## SOURCE RECORDS
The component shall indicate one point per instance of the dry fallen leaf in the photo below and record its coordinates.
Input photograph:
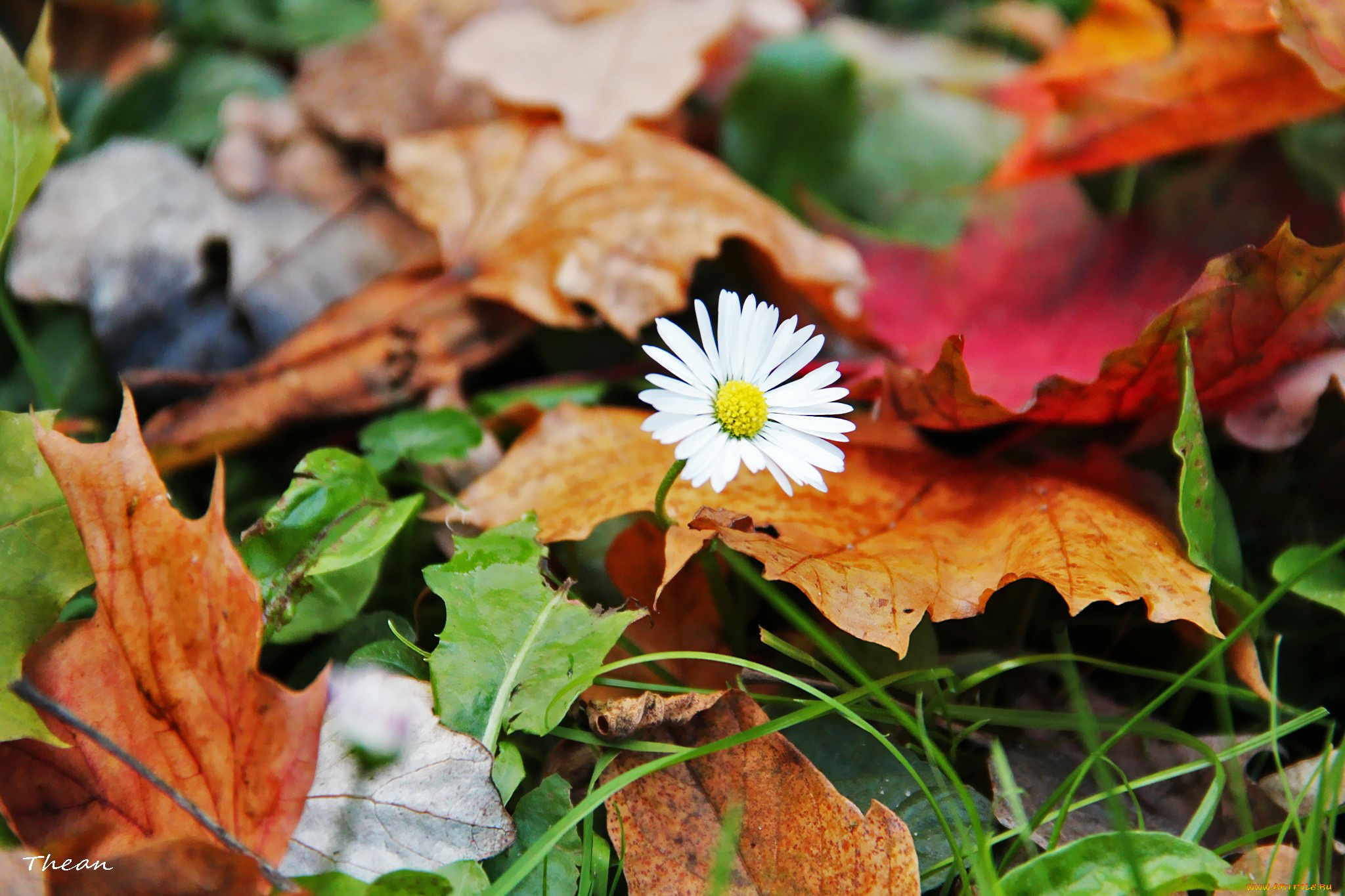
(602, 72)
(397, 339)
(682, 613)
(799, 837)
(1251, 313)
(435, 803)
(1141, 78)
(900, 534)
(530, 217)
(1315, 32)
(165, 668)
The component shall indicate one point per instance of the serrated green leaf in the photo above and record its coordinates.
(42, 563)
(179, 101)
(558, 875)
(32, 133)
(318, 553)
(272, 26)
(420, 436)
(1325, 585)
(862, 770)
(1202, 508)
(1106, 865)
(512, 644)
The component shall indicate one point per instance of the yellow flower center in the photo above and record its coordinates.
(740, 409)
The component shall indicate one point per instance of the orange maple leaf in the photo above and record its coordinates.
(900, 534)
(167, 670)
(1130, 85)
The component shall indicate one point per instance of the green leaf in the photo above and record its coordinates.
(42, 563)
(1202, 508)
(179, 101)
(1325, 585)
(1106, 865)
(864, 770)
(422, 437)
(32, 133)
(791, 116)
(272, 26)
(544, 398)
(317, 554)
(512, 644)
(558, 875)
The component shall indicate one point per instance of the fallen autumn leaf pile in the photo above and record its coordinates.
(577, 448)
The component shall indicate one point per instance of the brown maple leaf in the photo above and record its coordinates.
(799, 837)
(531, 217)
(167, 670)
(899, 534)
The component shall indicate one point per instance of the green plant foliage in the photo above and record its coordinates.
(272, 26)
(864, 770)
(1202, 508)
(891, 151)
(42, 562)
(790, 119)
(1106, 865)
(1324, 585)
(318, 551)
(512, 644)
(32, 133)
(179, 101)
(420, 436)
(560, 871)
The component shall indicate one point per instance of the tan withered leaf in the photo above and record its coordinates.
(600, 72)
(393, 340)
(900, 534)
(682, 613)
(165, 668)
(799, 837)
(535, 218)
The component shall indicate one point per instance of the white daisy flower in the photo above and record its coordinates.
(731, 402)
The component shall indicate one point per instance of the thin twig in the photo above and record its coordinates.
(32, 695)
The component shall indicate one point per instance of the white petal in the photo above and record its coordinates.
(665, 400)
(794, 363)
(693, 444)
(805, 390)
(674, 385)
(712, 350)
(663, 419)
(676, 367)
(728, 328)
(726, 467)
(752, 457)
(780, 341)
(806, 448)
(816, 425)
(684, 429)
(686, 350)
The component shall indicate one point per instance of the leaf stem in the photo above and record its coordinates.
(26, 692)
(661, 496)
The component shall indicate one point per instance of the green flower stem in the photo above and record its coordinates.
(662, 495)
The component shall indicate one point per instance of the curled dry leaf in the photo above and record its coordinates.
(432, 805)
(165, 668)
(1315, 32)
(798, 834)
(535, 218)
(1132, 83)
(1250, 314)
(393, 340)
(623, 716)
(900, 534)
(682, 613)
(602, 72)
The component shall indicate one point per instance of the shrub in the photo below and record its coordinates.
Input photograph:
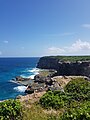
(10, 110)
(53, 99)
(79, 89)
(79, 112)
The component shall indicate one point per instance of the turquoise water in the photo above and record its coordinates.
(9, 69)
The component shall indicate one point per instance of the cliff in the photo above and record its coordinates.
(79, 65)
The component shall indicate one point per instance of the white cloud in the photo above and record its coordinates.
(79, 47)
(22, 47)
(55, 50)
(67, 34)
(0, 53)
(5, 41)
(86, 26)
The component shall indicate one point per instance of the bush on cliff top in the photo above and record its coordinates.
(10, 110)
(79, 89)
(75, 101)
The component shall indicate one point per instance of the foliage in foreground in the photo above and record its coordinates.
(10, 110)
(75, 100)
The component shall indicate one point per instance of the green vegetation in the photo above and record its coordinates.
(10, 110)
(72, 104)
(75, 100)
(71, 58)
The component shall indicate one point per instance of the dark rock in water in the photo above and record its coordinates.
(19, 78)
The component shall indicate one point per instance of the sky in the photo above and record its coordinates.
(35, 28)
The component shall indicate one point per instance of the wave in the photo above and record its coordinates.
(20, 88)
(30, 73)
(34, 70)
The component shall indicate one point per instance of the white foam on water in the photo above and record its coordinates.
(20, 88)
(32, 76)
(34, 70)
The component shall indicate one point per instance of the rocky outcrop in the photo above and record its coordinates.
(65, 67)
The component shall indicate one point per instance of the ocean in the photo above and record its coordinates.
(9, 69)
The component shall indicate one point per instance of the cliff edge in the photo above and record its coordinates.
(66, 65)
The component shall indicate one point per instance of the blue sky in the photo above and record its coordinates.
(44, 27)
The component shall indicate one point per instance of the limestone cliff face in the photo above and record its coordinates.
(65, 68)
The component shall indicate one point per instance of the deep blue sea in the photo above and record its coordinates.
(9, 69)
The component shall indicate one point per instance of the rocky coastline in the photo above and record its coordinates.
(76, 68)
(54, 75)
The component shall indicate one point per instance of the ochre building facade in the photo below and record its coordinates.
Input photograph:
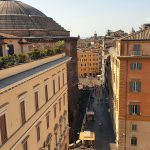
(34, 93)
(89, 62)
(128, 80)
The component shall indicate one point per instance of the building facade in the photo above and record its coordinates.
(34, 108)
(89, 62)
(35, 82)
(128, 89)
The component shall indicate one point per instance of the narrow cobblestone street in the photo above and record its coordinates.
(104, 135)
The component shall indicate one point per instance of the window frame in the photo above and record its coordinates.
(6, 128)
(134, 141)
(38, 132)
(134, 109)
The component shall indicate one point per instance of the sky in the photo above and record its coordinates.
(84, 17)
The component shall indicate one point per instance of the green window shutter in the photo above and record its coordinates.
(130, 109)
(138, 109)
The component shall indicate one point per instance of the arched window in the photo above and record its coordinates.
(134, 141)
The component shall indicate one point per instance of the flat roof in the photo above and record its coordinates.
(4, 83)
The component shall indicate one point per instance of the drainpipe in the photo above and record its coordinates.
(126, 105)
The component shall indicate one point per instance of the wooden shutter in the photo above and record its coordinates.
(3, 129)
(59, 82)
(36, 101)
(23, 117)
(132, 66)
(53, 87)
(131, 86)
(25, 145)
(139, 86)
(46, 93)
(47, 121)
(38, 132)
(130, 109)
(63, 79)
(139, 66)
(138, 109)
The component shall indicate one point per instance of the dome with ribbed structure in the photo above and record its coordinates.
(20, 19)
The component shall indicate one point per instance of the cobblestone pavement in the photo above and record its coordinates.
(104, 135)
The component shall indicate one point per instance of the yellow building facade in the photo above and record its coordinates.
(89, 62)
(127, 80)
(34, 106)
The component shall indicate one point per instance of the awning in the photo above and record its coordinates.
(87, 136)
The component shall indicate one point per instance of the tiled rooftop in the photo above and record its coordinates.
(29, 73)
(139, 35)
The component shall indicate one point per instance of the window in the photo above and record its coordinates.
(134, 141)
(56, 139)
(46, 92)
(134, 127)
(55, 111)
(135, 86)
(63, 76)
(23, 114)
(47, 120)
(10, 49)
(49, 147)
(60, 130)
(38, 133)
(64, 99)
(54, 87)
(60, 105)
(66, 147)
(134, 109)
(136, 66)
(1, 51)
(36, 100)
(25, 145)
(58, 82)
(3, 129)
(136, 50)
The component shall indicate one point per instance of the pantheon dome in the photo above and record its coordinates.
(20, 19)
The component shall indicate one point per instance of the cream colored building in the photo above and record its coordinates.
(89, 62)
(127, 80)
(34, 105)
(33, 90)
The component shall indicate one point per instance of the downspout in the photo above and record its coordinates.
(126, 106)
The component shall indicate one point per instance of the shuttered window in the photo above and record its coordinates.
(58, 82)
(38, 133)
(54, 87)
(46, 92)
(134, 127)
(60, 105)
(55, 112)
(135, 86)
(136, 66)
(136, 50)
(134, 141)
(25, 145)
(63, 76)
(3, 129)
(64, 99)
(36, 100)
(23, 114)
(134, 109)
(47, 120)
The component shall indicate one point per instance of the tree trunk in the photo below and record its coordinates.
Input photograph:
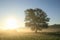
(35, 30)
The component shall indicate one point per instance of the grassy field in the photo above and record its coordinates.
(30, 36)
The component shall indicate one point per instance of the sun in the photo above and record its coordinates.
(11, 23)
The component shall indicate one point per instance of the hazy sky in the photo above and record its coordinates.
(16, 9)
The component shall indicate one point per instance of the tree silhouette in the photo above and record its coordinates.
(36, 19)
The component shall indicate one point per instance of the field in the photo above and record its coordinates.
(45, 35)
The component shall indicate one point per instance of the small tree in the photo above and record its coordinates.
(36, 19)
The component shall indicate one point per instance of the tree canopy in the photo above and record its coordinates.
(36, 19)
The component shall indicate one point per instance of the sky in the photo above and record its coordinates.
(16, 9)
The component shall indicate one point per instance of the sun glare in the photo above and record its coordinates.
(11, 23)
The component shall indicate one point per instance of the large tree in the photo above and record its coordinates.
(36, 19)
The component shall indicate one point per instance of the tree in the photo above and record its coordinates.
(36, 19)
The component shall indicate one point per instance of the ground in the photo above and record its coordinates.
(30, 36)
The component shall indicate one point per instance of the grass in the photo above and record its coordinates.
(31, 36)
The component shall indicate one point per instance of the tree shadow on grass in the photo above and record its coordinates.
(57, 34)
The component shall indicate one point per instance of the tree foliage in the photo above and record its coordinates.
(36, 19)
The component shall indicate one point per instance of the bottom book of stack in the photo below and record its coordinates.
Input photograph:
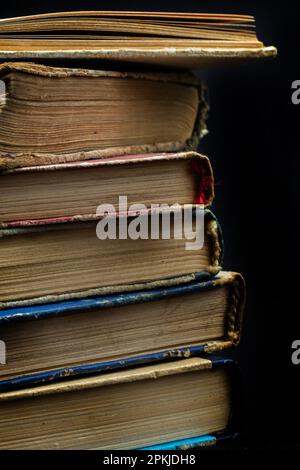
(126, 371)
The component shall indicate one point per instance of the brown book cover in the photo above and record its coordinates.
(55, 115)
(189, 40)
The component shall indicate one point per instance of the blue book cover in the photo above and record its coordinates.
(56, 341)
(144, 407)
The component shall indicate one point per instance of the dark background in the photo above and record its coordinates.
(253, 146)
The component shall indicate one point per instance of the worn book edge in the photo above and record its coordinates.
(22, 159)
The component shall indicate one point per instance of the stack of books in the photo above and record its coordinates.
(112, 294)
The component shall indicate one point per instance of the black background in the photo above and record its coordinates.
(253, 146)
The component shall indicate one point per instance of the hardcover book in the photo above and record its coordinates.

## EXERCISE
Only the lines from the one that contains "The component shall indicate one point per instance of the worn" through the last line should be repeated, each exactly as it stands, with both ends included.

## EXERCISE RESULT
The component shall indicate one point per instance of the worn book edge in the photo above and record its coordinates.
(22, 159)
The component shall indicate one point per instance of the stack of books in the photo above and record its coordinates.
(112, 294)
The component shall indicate one point per instance of the black background in the photo above and record its coordinates.
(253, 146)
The component shall indicate one point per instance of the hardcover book in the photo above and record its coordinates.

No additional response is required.